Work instructions
Skip the images and copy each record exactly as written.

[Dataset entries]

====

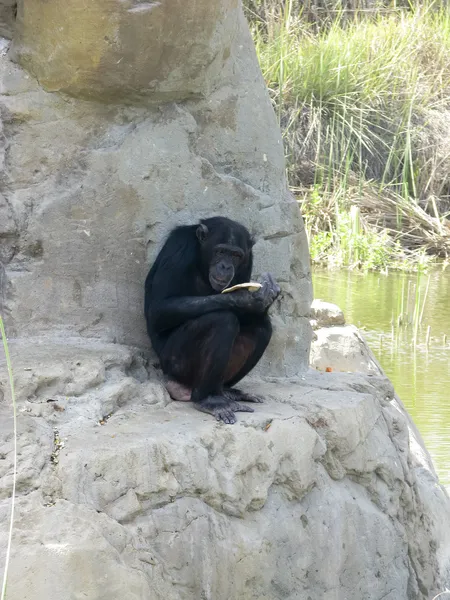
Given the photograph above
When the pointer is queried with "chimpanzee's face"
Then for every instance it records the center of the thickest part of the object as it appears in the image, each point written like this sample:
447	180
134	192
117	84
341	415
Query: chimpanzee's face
224	252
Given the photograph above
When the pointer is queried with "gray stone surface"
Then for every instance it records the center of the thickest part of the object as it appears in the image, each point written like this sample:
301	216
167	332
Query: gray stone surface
325	491
342	349
126	49
326	314
7	17
90	189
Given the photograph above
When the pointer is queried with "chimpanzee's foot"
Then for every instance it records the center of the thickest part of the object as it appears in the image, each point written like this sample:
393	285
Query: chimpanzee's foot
236	395
178	391
222	408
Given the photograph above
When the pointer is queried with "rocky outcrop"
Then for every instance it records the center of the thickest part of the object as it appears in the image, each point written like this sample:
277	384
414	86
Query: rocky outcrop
90	189
130	118
325	491
325	314
336	347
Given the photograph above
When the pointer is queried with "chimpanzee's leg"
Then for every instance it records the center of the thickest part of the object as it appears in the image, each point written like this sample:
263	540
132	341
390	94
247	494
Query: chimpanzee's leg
249	346
197	355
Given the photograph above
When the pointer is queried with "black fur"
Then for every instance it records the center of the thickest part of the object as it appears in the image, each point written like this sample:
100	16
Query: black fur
205	340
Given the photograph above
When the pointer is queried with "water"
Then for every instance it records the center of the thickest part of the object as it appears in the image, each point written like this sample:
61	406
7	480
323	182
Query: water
419	372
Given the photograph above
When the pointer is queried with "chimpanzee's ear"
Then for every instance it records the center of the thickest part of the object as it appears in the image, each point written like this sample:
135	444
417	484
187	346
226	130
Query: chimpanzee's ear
202	233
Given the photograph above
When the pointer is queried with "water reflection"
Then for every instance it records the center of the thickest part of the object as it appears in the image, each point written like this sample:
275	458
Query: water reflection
420	371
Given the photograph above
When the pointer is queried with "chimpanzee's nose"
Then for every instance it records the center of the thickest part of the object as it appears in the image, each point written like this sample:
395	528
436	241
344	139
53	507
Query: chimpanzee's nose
224	271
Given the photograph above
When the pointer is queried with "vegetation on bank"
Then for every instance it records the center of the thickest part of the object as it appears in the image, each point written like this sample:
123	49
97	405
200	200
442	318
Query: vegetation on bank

====

Response below
Given the photograph above
When the pointer is queried with "chimpanzee's face"
Then for every instance it records the center of the thickest part of the object as it appears in the image, each point written like this sample:
447	180
134	192
117	84
341	415
Query: chimpanzee's face
224	252
Given the photograph above
When the pointer is queried with "gray stone surface"
Then for every instance it records the center of the thickest part of the object as it appears in the image, each point written like this sample:
301	216
167	332
Query: gray stone surface
325	491
342	349
126	49
326	314
7	17
90	189
Given the photograph above
When the pointer is queried with "chimpanzee's foot"
Then for every instance it records the center of the thickest part of the object as it appears in the image, each point written like this sample:
393	285
Query: chimpanzee's foot
236	395
178	391
222	408
Given the photograph above
When the pointer is queried with "rocky outcrop"
Then for every instance it records the center of the thickest part of the object as it appears in the image, each point written like this sample:
277	384
414	86
Query: rocky outcrop
90	189
130	118
325	491
325	314
336	347
Given the photograph above
When the pointer is queried with "chimpanzee's leg"
Then for every instance it records the center of the thickest part of the object as it appears in the image, each point written like this sample:
263	540
132	341
390	94
247	494
Query: chimpanzee's leg
249	346
197	355
Given the photograph above
When the pointer is queried with "black fur"
Then for every instance it records the center of the thickest part of the object as it appears in the image, each point written like this sample:
100	16
Query: black fur
205	340
Given the photograph above
When the pointer is queried with "water"
Then for every instance it records the center of the thickest part of the object as it appears in the image, each point written like this sample:
61	406
7	480
323	182
Query: water
419	372
Given the photograph above
When the pointer is queried with "chimpanzee's ear"
Then for every instance it records the center of the thickest part of the object as it appears in the image, each point written like this sample:
135	444
417	484
187	346
226	130
Query: chimpanzee's ear
202	233
Given the photograph above
When the pointer is queried with "water reflection"
Then for every instance it records the center of the thickest part of the object as it appears in the image, each point written like this sample:
275	458
Query: water reflection
420	371
Given the photograph above
When the pointer is queried with "chimpanzee's nose"
Then for every instance it records the center of the thickest part of the object as it appears in the image, each point written like this sample:
395	528
436	241
344	139
53	507
Query: chimpanzee's nose
224	271
Given the photograph above
When the pointer is queried with "vegetation on bank"
Then for every instance it records the center of the thickest part of the object as it appears in the image, each point written like this sample:
123	49
97	405
200	200
442	318
Query: vegetation on bank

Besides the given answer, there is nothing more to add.